Direction → Extend the text on tracing when objects are used directly by the VM, starting right after its last sentence.

Page text →
I think that if you only want to trace when an object receives a message,
then you could be right. In my particular case, I need to go a little bit
further: i need to trace when an object receives a message or when it is
"directly used by the VM". For example, if I send a message to anObject
instance of MyClass, I would like to trace its class, its method
dictionary, its compiled method, and all the involved classes/methodDict in
the lookup (assuming it was a hard lookup). In this case, those objects
(classes, methodDict and compiledMethod) do not receive any message, but
instead they are used by the VM. Since I am tracing object usage to then
decide whether to swap them out or not, this is important. This was just an
example.

Data provided →

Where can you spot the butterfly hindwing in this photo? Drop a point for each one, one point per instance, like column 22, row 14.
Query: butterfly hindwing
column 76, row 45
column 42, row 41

Task response →
>  For performance, you could inline the bit test on the receiver in jitted
> code either into each method's prolog or into the ceTraceLinkedSend
> trampoline, avoiding going to C on every send, which kills performance.
>

mmmm interesting. I am not sure how to start with this. Any deeper hint? an
example to take a look?  :)   My methods are so far

traceObjectUsage: anOop
    ((self isIntegerObject: anOop) not and: [hasToTrace])
        ifTrue: [
            objectMemory setExperimentalBitOf: anOop to: true.
            ]


setExperimentalBitOf: anOop to: boolean
    | hdr |
    self inline: true.
    "Dont check here if it is integer. Check in the sender of this."
    hdr := self baseHeader: anOop.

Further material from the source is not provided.